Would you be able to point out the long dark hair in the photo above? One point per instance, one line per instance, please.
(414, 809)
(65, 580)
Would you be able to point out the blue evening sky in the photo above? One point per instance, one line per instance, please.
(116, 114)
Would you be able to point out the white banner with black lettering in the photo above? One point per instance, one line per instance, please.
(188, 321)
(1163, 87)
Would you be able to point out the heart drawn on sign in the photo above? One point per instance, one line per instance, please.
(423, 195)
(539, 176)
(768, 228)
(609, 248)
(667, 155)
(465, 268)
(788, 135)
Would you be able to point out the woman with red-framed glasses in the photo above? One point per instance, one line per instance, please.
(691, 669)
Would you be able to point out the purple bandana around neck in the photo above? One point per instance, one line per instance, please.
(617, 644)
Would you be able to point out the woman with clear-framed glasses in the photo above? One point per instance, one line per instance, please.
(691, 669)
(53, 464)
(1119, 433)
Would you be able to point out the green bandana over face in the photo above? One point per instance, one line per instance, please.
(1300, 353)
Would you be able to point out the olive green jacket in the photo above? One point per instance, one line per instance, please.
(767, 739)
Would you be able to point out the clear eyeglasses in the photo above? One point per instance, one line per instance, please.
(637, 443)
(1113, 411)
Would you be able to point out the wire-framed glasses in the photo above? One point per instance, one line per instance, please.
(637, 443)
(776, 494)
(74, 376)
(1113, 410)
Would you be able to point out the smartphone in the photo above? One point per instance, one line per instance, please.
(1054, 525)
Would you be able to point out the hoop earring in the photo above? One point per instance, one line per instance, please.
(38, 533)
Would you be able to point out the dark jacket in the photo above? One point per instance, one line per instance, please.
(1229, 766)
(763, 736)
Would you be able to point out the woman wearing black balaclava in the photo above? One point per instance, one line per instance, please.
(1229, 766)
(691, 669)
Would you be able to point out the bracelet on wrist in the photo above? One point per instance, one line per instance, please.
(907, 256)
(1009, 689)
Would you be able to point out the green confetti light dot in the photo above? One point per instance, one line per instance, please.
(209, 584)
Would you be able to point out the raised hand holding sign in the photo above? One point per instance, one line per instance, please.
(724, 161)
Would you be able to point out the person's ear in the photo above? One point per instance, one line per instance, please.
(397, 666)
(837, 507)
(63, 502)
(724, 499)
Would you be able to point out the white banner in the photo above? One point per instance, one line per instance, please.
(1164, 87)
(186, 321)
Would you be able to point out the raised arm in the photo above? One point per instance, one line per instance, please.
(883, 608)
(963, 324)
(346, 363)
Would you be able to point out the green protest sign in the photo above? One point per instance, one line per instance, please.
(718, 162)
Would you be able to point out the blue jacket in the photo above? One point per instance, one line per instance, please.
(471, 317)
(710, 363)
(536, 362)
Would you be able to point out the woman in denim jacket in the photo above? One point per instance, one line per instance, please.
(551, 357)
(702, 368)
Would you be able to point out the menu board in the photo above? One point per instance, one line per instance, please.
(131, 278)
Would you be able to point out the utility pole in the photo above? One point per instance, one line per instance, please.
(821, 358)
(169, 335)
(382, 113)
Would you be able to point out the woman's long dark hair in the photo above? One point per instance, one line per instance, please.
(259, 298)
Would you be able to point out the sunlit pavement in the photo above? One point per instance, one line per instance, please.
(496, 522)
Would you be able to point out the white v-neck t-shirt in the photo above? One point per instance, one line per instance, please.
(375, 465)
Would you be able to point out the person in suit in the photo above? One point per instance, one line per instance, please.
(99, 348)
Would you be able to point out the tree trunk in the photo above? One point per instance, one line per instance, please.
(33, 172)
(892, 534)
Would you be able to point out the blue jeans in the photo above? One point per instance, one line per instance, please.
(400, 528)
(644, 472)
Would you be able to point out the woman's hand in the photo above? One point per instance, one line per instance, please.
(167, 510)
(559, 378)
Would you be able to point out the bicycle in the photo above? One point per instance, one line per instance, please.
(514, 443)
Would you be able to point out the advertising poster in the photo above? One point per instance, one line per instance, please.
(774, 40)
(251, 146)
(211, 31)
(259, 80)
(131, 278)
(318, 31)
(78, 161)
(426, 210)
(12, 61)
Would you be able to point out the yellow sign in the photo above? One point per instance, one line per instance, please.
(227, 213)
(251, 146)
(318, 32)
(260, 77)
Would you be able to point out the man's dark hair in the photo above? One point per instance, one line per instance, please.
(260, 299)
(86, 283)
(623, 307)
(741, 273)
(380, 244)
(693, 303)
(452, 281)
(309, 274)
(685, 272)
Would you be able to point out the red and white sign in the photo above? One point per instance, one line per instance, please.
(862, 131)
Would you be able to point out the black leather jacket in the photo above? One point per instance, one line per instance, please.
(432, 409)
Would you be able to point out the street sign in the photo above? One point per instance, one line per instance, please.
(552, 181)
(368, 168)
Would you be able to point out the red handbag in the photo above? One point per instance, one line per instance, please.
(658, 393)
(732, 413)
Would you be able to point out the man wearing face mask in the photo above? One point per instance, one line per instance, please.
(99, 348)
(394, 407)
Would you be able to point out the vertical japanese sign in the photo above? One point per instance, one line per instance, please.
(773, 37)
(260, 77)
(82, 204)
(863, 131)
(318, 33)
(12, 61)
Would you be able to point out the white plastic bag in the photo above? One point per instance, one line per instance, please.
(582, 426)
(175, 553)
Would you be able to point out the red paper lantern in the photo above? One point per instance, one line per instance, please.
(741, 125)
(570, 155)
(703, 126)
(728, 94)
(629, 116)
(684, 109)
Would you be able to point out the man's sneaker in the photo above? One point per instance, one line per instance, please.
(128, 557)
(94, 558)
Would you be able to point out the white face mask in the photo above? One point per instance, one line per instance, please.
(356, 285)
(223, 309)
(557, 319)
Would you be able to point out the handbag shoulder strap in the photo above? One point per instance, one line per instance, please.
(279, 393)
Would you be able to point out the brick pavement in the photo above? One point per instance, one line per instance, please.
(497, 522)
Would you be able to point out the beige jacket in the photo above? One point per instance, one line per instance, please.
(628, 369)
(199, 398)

(EXERCISE DESCRIPTION):
Reproduce the material above with each "point out" swapped for "mark" and everything else left untouched.

(COMPLETE RESPONSE):
Would you be able to mark the long dark hair in the photo above? One point per instance, one line per instance, please.
(414, 809)
(65, 580)
Would you be able to mark the blue evening sky in the photo above? One point per instance, one line per instance, please.
(116, 114)
Would you be able to mark the white banner with black lettering in the photo above? One point per instance, one line per instance, please.
(188, 321)
(1163, 87)
Would you be able to mark the heart drawn on sign in the photo above? One point per instance, one line per instance, please.
(423, 195)
(539, 176)
(768, 228)
(609, 248)
(667, 155)
(465, 268)
(788, 135)
Would you be able to mark the woman with red-framed glasses in the photo above? One point per instance, one line per instance, please.
(691, 669)
Would you be able to mark the purple bandana around neck in the photo above? One point per instance, one line per instance, please.
(617, 644)
Would you be able to mark the woman with clear-framed glasses in the photo above? One point per instance, one line per instance, please.
(691, 669)
(53, 464)
(1119, 433)
Would you be able to mark the green bandana over face in the photo above? One point per instance, one line per instance, please.
(1300, 353)
Would you be able to mark the olive green jacket in the photo above? One point per instance, one line per instance, please.
(767, 739)
Would you be able to mark the clear eyeglasses in the photo above? One point per instance, one line per instance, please.
(637, 443)
(1113, 411)
Would you be able to mark the wire-framed glasses in the photo above? One point per instance, one line per instance, please.
(637, 443)
(776, 494)
(74, 376)
(1113, 410)
Would you be able to mark the smartphone in the photo above? One point per instance, one line per instance, please.
(1054, 525)
Would you be able to mark the hoop earring in the photo above? One point per instance, one line per instance, please.
(38, 533)
Would you be able to mark the dark jacket in the photo above? One point per instance, one line per instance, please.
(1229, 766)
(763, 736)
Would you be able to mark the woman wearing black balaclava in the photo above? One point per instance, one line per instance, please.
(1229, 766)
(691, 669)
Would you be able to mark the bracelet on wrist in the photo above? One point per instance, one line per instance, please.
(907, 256)
(1009, 689)
Would you be able to mark the green confetti light dot in the photo above? One point per instance, one line per instance, please.
(209, 584)
Would you be able to mark the raised hand holding sign in the photo above? One point per instance, one line per instance, please.
(724, 161)
Would you be able to mark the person's ear in the photo above? One point per instance, one line per instance, please.
(397, 666)
(837, 507)
(63, 502)
(724, 499)
Would you be able to mark the white banner in the photo above? One point per instance, one line per instance, please.
(1164, 87)
(186, 321)
Would you be able to mark the raised arm in the photo above? One point per instance, one line per instance, please.
(883, 608)
(963, 324)
(346, 363)
Would you be able to mark the green protest sign in the photo above? One point per instance, one line per instance, please.
(718, 162)
Would you be able to mark the blue jacket in the photo above? One point per instance, one line per instance, please.
(471, 317)
(710, 363)
(536, 362)
Would you be able to mark the woman in denim jacket in the photo above? One point per instance, one line per instance, please.
(551, 357)
(702, 368)
Would you be able to mark the menu board in the photo above? One point per instance, one line per instance, please.
(131, 278)
Would you be able to mark the utility pole in the photo above? One point per instance, one line per instance, please.
(821, 358)
(169, 335)
(382, 113)
Would you be able to mark the woman's long dark hair in the photo above? One point per instance, one line per instance, please.
(259, 298)
Would you be able to mark the sunlit pavement in the photo above? One point per instance, one line per instance, please.
(496, 522)
Would you be able to mark the white v-neck t-shirt in the photo above? One point per instance, one line per instance, please.
(375, 465)
Would you be able to mark the person in suit in the photo above? One point per instance, one line per instance, please.
(99, 348)
Would you be able to mark the tree trunk in the photo above? One point per instance, one line per instance, please.
(33, 172)
(892, 534)
Would you be able to mark the blue jeans in the photo above? One point per instance, one line per instance, please.
(400, 528)
(644, 472)
Would you be able to mark the woman's hand in the photo above? One point per instance, one line per instance, please.
(167, 510)
(559, 378)
Would you be able to mark the bicycle in the photo above? One point per instance, one line per instance, please.
(514, 443)
Would you be able to mark the advertising poster in the photo above? One point per instance, one line per instance, please.
(774, 40)
(251, 146)
(211, 31)
(259, 80)
(131, 278)
(318, 31)
(78, 161)
(426, 210)
(12, 61)
Would you be able to mark the yellow sign in the photo above? One point per instance, one line per instance, please.
(227, 213)
(251, 146)
(318, 32)
(260, 77)
Would you be able to mark the man's dark hair in the photo above? One point per instance, one line per instance, please.
(260, 299)
(86, 283)
(623, 307)
(741, 273)
(380, 244)
(693, 303)
(452, 281)
(309, 274)
(685, 272)
Would you be able to mark the red and white sign in the photo above? One point per instance, one line per instance, please.
(862, 131)
Would you be able to mark the black leather jacket in the photo above? One point per instance, one line per instance, please.
(432, 409)
Would you be able to mark the street sign in the photo above? One point per instance, one line per instance, please.
(552, 181)
(368, 168)
Would you be able to mark the red handbag in the photo above? One point per instance, one line per instance, please.
(658, 393)
(732, 413)
Would you be able to mark the man wearing face mask in the photo above? One point per instance, one line per instance, please.
(99, 348)
(394, 407)
Would you be able to mark the vertical japanese sign in the photo above? One point per instance, one line per instance, please.
(773, 37)
(260, 77)
(82, 204)
(863, 131)
(318, 33)
(12, 61)
Would you be able to mark the white plastic bag in the photo above? One point per instance, one line per instance, please.
(582, 426)
(175, 553)
Would you be able to mark the red paper lantern in the photo above? One point per instance, one line per instance, please.
(741, 125)
(570, 155)
(703, 126)
(728, 94)
(629, 116)
(684, 109)
Would you be able to mark the man's sneaker in the photo above? One point per instance, one line per instance, please.
(128, 557)
(94, 558)
Would you be able to mark the white face mask in the photo above? One point per instance, one line per instance, please.
(356, 285)
(223, 309)
(557, 319)
Would you be able to mark the handbag shoulder strap in the photo above? One point per instance, one line per instance, please.
(279, 393)
Would you be able to mark the brick pavement in the photo above? One point per instance, one line per instance, please.
(497, 522)
Would you be able to mark the beige jacket in the photo above? One point per instance, one line per instance, please.
(628, 369)
(199, 398)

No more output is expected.